| Text block |
───

# Looking at a big one this year!



## EPPSLLC (Oct 9, 2008)

Big industrial site..... could be a big one for us. Thumbs Up


----------



## Glenn Lawn Care (Sep 28, 2009)

yeah I say that is a pretty big one.... good luck!


----------



## Cam.at.Heritage (Feb 1, 2011)

wow....that looks like a place that's probably 24hrs??PITA


----------



## EPPSLLC (Oct 9, 2008)

I'm still in the process of running numbers but it's looking like a 12 to 15 man crew on call at all times.


----------



## JDiepstra (Sep 15, 2008)

Put a Dodge with a Cummins on it and you should be all set.


----------



## EPPSLLC (Oct 9, 2008)

JDiepstra;1325383 said:


> Put a Dodge with a Cummins on it and you should be all set.


haha that's almost the same thing the guy that had it last year thought lol


----------



## alsam116 (Jan 10, 2009)

is that near you or in warsaw?? Grass on it too??


----------



## CGM Inc. (Dec 15, 2008)

WOW! I run....


----------



## ryde307 (Dec 3, 2009)

Impressive site goodluck with the bidding.


----------



## sectlandscaping (Sep 7, 2009)

Hope you get your numbers right. This could be a big winner or loser. Good Luck.


----------



## EPPSLLC (Oct 9, 2008)

it's all hourly so the big thing is just making sure I have enough equipment, techs, and subs. 

Other than that its really just going through the motions.


----------



## braceyaself (Aug 24, 2010)

Go big or go home man! Good luck!


----------



## thelettuceman (Nov 23, 2010)

I got a woodie just lookin' at that. Too much for me and my f250 / western. Good Luck!!!


----------



## firelwn82 (Feb 14, 2006)

DAAAAAAMMMMMMMNNNNNNN...... Looks like a money maker for sure. Does it even snow in Kentucky?


----------



## EPPSLLC (Oct 9, 2008)

We normally get 8-10 plowable storms couple ice storms, I make most of my money salting. 

Speaking of ice mgmt - there is over 100 man doors at this place we have to keep - wet concrete practically at all time. The last two companies struggled with this and it is the clients biggest concern and challege. My question is this- is there something I could use a truck mount spray to spray the door entrances before it snows to help keep the snow melted? I'm talking like liquid fire that would really help me stay on top of it. Cost is not an issue. Effectiveness is!

───

| Material shown |
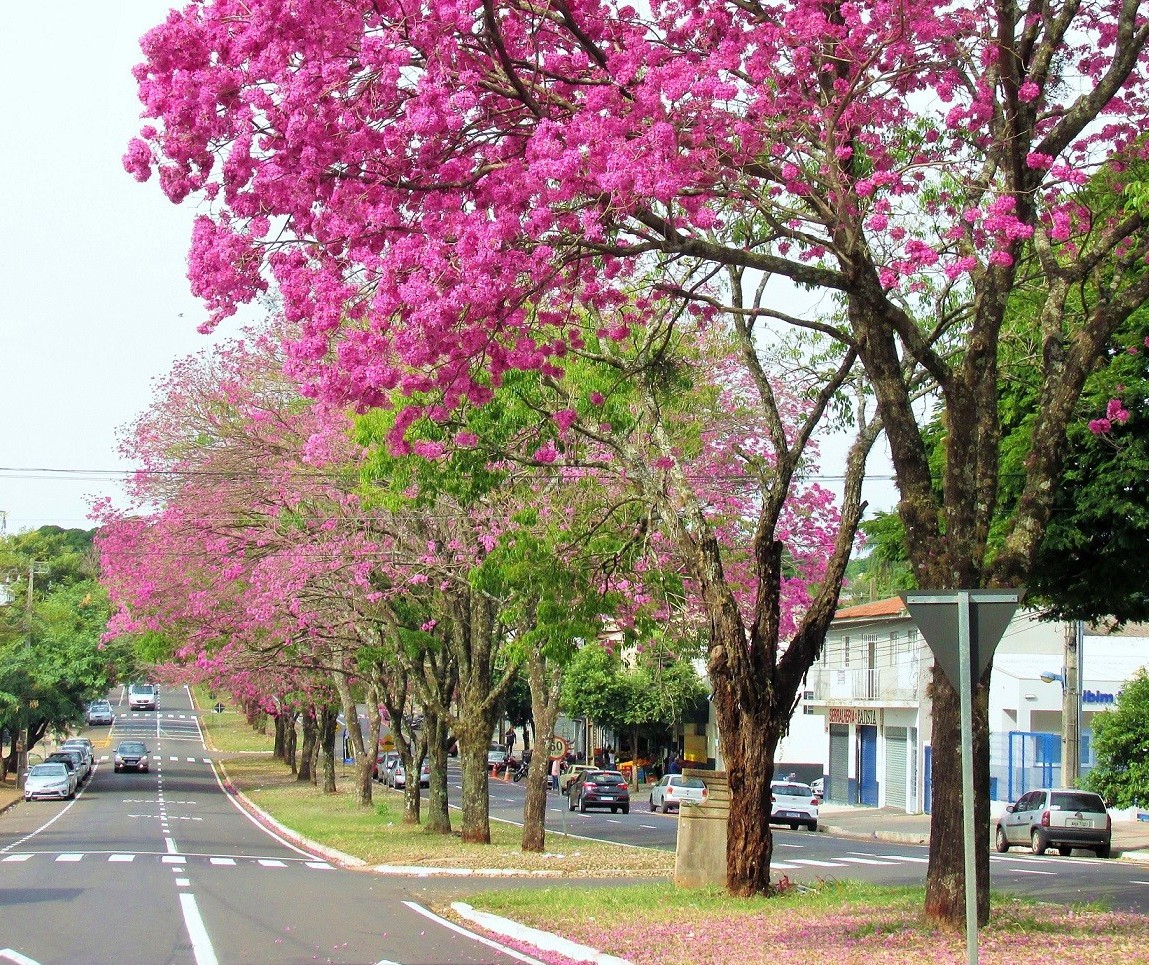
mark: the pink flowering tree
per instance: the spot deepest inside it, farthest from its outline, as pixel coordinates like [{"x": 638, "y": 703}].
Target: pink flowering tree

───

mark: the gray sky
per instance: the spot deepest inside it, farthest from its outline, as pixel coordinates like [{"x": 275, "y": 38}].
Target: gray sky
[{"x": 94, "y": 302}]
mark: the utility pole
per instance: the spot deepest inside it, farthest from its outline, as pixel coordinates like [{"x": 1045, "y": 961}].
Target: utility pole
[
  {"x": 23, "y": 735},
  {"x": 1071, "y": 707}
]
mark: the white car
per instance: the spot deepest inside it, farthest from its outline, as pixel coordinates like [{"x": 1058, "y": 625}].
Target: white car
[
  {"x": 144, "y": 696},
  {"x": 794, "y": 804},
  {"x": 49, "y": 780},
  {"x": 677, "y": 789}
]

───

| Exercise task 1 |
Reproduce verbatim the part of the forum thread about the industrial site starting at "I got a woodie" and ending at "snow in Kentucky?".
| Exercise task 2 |
In the forum thread about the industrial site, how many man doors does EPPSLLC say must be kept clear?
| Exercise task 3 |
Write the next posts of the forum thread about the industrial site, picking up after its final post.

| Response 1 |
I got a woodie just lookin' at that. Too much for me and my f250 / western. Good Luck!!!


----------



## firelwn82 (Feb 14, 2006)

DAAAAAAMMMMMMMNNNNNNN...... Looks like a money maker for sure. Does it even snow in Kentucky?

| Response 2 |
Over 100 man doors.

| Response 3 |
----------



## EPPSLLC (Oct 9, 2008)

Here's what I'm thinking - 

- 3 full size trucks with 8 ft blades
- two skid steers with 8 ft and 10 ft push box 
- two atv with plows and salters for sidewalks 
- two 2 man crews with shovels and blowers for door ways 
- possibly looking at getting a loader w 20 ft push box. 

Everyone will have a radio at all times to help with communication and logistics 

I plan on handling this just like a hwy dept. 
Main roads first, then primary lots then secondary lots. 
Just like they would do highways, state road, then side streets. 

Thoughts?


----------



## braceyaself (Aug 24, 2010)

Sounds good man,Loader is a must!


----------



## CGM Inc. (Dec 15, 2008)

definelty a loader or tractor. I wouldn't even attempt the place with trucks!
Any idea about acerage?
3 tractors and call it a day.......
Steel Mill or such? Found the place on Google Earth.


----------



## EPPSLLC (Oct 9, 2008)

Yes it's a steel mill. 

So you think next the trucks and get what a couple more big pieces with push boxes? 

The reason I was thinking trucks is for the roads through out the plant. 
Then the skid steers with boxes for all the lots and what not.


----------



## EPPSLLC (Oct 9, 2008)

It sits on about 50 acres


----------



## EPPSLLC (Oct 9, 2008)

Forgot also going to use a flat bed with a 4 or 5 yrd spreader. The guy last year only used tail gate spreaders and only had two and they were on the back of the plow trucks lol


----------



## firelwn82 (Feb 14, 2006)

I would say 2 loaders with at-least 15 ft pusher boxes. 2 trucks with atleast 8 foot blades. Your going to use a **** ton of salt. I would say nothing less than a 10 yard spreader, 2 preferably. I wouldn't even bother with the skids. The quads for walks is a great idea and you will still need shovels. Get 2 maybe 3 quads with blades and spreaders and you would be golden.


----------



## bristolturf (Dec 20, 2008)

I would use the following:

(2) Wheel Loaders with 16-20ft Pushers
(2) Skid Steers with 8 ft pushers (if you can get the kage plows that will be better)
(2) Pickups with 8 ft blades
(1) 12 Yard Dump Truck with 10ft blade and undergate salter
(2) Tool Cats with Blowers and Vbox Salters for walks (the tool cats would be a million times better than the atvs and you can get some mini v box salters for them.

And then a few shoveling crews.
Thats what I would use and I think you will be really good.


----------



## TPC Services (Dec 15, 2005)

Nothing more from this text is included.